[[ Excerpted text, beginning ]]

The final prioritization method parameters were applied to a blind response sample set. A blinded plate containing 70 potential exposure samples was prepared and profiled for priority of suspected organophosphate exposure. Samples were composed of an array of QC materials and individual serum samples. Of the 70 samples analyzed, 67 samples were classified correctly, giving a high assay accuracy of 96%. The confirmation rate of the identifications was also high at 93%, which means that of the 45 hits prioritized, 42 were later confirmed ( Fig. 3 ). The three unconfirmed hits were labeled false-positives; no false-negatives were observed. A tested assay threshold that did not return false-negatives is extremely important when coupled with a confirmatory method for organophosphate exposure.
The assay was used to prioritize samples from a blind response exercise. The assay was shown to have an accuracy of 96%, evaluating 67 of the 70 samples as expected. There were 42 known hits of high priority (▲) in the sample set; the 42 hits were confirmed plus three false-positives (x) and no false-negatives, giving a high confirmation rate of 93%. All other samples (♦) are distributed around the mean. The mean (solid line), three standard deviations of the mean (dashed line), and one standard deviation of the mean (dotted line) were the parameters established from the individual serum convenience set.

[[ Excerpted text, end ]]

Work required |
Continue the passage about the organophosphate exposure assay, starting right after its final sentence.

[[ Supplied material, beginning ]]

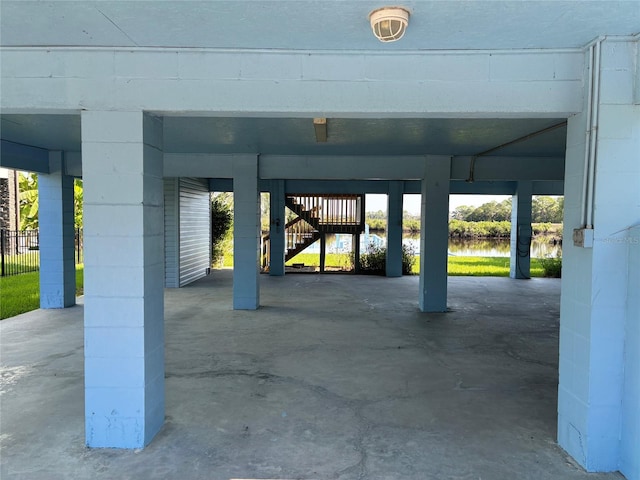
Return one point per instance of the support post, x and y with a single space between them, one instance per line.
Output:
394 229
356 252
323 251
521 232
57 245
246 233
122 163
434 239
276 229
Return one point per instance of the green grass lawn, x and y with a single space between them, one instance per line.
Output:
457 266
21 293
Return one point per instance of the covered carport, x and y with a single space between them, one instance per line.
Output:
155 90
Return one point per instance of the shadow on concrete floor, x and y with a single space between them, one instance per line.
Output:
335 377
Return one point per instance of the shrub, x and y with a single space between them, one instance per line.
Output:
221 222
552 266
374 260
408 259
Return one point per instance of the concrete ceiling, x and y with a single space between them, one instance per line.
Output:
295 136
312 24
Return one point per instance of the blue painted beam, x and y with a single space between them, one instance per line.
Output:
457 187
24 157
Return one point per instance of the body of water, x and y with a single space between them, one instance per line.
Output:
540 246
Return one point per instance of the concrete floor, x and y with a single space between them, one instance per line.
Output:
336 377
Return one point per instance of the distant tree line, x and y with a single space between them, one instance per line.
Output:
544 209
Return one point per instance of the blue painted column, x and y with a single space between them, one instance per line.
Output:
434 234
122 164
57 236
246 233
276 228
521 233
394 229
599 377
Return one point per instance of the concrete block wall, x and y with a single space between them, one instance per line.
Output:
630 435
434 234
246 234
597 314
206 80
124 272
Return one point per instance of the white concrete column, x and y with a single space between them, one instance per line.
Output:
521 232
246 233
57 236
276 228
394 229
598 399
434 234
124 276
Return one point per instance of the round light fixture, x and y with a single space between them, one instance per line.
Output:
389 23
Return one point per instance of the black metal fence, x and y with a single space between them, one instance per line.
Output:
20 251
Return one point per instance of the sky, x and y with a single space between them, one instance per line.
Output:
375 202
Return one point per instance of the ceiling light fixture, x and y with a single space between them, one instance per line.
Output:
320 126
389 23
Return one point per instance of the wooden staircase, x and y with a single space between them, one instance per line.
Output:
317 215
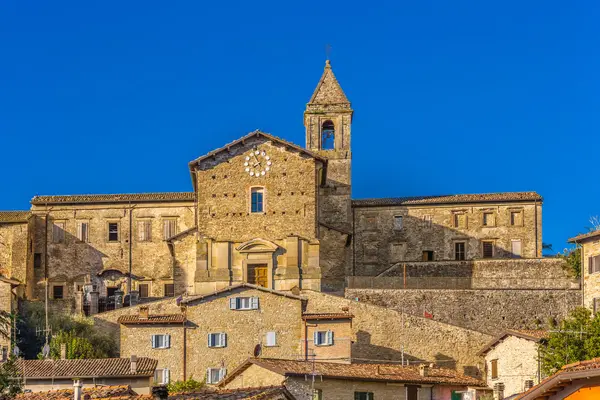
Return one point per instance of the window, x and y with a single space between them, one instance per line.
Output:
58 292
487 249
83 230
460 220
217 340
243 303
323 338
494 367
257 204
37 260
113 231
271 339
515 248
398 223
144 290
516 218
328 135
161 376
58 231
363 395
161 341
488 219
594 264
427 255
215 375
169 228
459 251
169 290
145 230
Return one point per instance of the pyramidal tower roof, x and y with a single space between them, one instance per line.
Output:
328 89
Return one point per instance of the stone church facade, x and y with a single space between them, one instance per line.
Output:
262 210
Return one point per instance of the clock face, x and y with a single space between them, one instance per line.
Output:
257 163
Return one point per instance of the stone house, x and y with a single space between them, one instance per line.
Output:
590 268
309 380
512 363
44 375
216 332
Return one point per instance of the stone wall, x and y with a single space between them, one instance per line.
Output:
488 311
382 334
380 245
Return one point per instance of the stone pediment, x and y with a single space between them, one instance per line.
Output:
257 245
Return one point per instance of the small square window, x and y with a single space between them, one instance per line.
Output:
113 231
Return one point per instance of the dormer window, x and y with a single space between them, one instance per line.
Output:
257 200
328 135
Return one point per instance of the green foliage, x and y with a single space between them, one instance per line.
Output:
185 386
78 332
573 259
576 338
10 379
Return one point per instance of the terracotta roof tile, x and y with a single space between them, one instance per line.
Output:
100 367
449 199
152 319
325 316
363 372
114 198
585 236
94 393
263 393
14 216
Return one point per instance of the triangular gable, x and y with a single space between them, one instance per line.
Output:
328 90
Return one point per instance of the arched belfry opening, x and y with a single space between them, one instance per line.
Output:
328 135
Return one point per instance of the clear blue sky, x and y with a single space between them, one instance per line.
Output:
449 96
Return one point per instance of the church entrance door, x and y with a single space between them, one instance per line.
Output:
258 275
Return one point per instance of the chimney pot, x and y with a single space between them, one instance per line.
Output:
143 312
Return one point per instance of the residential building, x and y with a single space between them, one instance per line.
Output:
590 268
316 380
512 362
44 375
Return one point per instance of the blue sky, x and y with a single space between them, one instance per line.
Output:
449 97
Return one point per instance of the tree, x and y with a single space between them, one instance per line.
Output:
576 338
10 379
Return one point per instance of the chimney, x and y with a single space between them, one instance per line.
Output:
63 351
133 364
77 386
160 392
143 312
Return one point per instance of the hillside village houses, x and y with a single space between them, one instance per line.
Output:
198 280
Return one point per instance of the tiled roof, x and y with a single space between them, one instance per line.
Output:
585 236
563 377
100 367
263 393
14 216
449 199
152 319
534 335
114 198
362 372
256 133
190 299
322 316
94 393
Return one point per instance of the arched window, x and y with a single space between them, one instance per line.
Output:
328 135
257 200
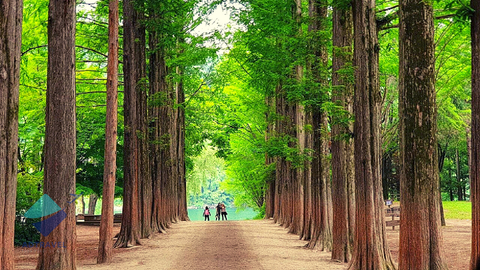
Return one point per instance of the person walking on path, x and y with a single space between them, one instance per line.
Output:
217 215
206 214
224 211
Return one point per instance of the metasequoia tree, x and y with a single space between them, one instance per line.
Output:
343 191
420 229
106 224
161 113
370 243
475 138
130 231
180 151
145 196
299 116
321 203
60 131
10 44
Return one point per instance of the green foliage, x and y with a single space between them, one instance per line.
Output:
29 190
204 180
457 210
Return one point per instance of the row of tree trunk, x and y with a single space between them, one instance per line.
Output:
345 214
154 191
154 169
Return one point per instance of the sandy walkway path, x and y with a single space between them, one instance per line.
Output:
227 245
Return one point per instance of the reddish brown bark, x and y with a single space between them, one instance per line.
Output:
475 138
60 131
182 184
320 183
161 140
370 244
307 229
420 229
10 45
106 224
342 145
270 192
144 174
130 231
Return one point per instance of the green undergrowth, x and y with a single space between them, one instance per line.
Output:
457 210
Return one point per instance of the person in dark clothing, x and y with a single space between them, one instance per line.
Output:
223 210
206 214
217 214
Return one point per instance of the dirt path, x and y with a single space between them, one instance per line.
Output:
227 245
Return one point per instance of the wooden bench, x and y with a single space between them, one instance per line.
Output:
393 212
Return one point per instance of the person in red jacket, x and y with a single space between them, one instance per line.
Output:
206 214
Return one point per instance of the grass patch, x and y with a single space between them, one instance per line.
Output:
457 210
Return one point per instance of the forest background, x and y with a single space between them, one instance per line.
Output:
228 74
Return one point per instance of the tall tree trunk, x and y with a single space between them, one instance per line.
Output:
83 203
475 141
144 174
459 178
342 146
130 231
320 183
10 45
299 122
106 223
270 192
420 228
161 132
279 162
307 230
182 184
370 243
92 203
60 132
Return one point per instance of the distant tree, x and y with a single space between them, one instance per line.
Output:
321 197
370 243
130 231
10 45
475 139
60 139
106 224
343 181
420 229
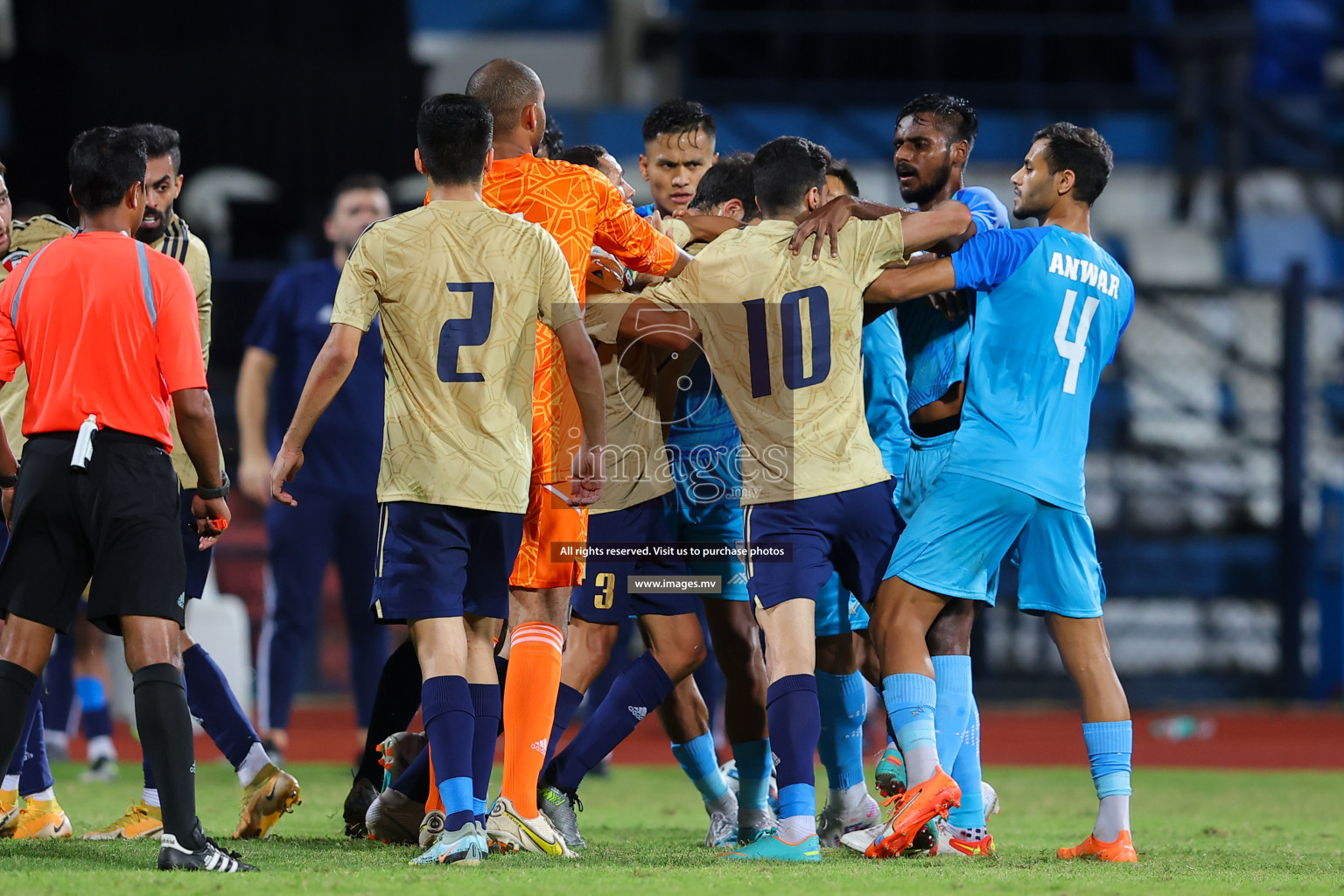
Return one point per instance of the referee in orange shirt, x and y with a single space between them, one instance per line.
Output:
108 333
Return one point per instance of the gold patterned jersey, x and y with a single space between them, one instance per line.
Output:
179 242
637 466
460 289
782 336
25 238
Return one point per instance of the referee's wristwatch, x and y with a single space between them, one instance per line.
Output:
211 494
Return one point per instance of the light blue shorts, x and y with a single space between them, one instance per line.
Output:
924 466
967 526
717 522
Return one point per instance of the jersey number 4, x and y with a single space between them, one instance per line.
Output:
790 331
466 331
1074 349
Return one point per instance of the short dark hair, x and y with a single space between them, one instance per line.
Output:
104 164
785 170
553 138
957 117
1082 150
727 178
160 141
677 117
453 133
356 182
588 155
840 168
506 87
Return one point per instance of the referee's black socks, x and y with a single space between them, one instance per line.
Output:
17 685
165 739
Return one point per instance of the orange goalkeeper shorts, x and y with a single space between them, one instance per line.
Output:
549 520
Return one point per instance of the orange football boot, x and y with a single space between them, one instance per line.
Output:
1121 850
912 810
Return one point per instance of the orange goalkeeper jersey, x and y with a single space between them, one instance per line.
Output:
578 207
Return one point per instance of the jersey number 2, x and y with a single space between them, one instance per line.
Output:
466 331
1073 351
790 331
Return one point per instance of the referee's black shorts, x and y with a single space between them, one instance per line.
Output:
116 522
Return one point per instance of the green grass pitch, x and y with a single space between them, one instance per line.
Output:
1198 832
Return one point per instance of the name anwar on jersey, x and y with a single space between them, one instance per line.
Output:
1085 271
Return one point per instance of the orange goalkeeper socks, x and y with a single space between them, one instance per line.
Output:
534 680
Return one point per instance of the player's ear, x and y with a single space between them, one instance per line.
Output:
815 199
960 150
1065 182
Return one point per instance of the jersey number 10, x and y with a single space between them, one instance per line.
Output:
790 331
466 331
1074 351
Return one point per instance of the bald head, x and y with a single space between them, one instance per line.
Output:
508 89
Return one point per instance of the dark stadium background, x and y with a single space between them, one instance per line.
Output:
1216 466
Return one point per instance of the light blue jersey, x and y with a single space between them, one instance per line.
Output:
885 393
937 348
706 452
1051 311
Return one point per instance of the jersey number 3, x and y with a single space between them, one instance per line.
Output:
790 332
466 331
1073 351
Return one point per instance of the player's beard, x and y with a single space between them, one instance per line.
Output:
927 188
150 234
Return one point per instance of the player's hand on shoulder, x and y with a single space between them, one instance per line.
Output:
950 304
824 223
213 517
288 464
588 474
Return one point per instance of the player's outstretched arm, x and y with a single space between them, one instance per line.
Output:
903 284
945 228
827 220
330 371
648 323
584 375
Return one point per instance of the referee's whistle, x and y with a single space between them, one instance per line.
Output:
84 444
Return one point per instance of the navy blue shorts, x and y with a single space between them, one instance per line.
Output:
850 532
436 560
604 597
198 560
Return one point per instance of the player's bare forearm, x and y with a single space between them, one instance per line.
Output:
903 284
709 228
644 321
948 223
330 373
683 258
195 414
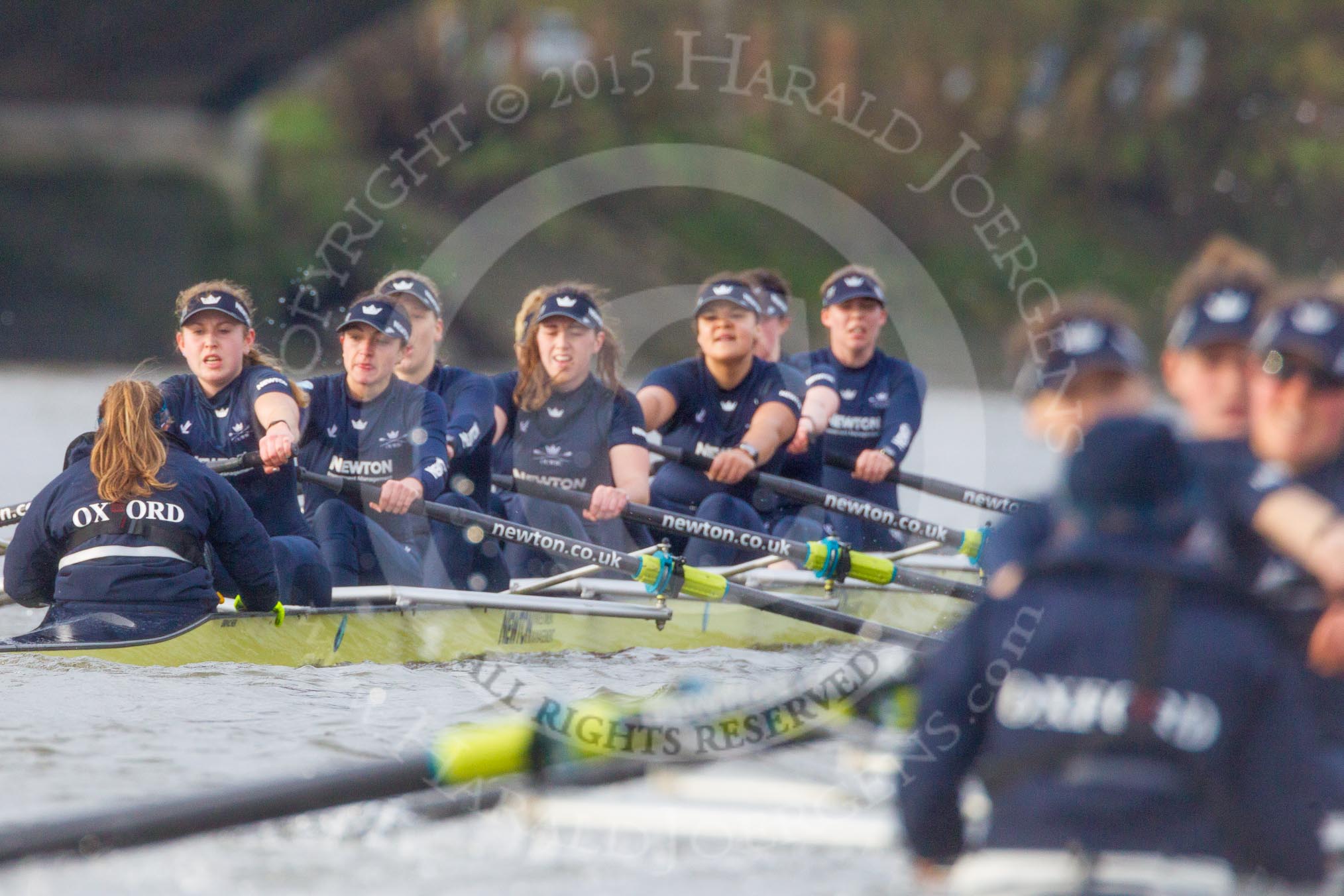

[[ Supplied material, end ]]

Answer to the problem |
The described high-throughput prioritization method was developed for use with a validated confirmatory method detecting organophosphate exposure by immunomagnetic separation HPLC-MS/MS. Although all potential exposure samples received would be analyzed with equal care using a validated confirmatory method, sample profiles with suspected organophosphate exposure would be queued for analysis first. A prioritization assay accuracy of 96% and confirmation rate of 93% illustrates the confidence with which this approach can be used. Prioritizing potential exposure samples therefore increases the value of the validated method’s time-to-first-result and will be important in organizing sample analyses in the case of a large-scale exposure event.
Footnotes
Acknowledgements
The authors would like to thank Ms. Chariety Sapp of the CDC’s Incident Response Laboratory (IRL) for dispensing convenience set serum samples prior to analysis.
Disclaimer
The findings and conclusions in this article are those of the authors and do not necessarily represent the views of the Centers for Disease Control and Prevention. Use of trade names is for identification only and does not imply endorsement by the Centers for Disease Control and Prevention, the Public Health Service, or the US Department of Health and Human Services.
Declaration of Conflicting Interests
The authors declared no potential conflicts of interest with respect to the research, authorship, and/or publication of this article.
Funding
The authors disclosed receipt of the following financial support for the research, authorship, and/or publication of this article: This work was supported by Defense Threat Reduction Agency contract CDC IAA: OT12-010.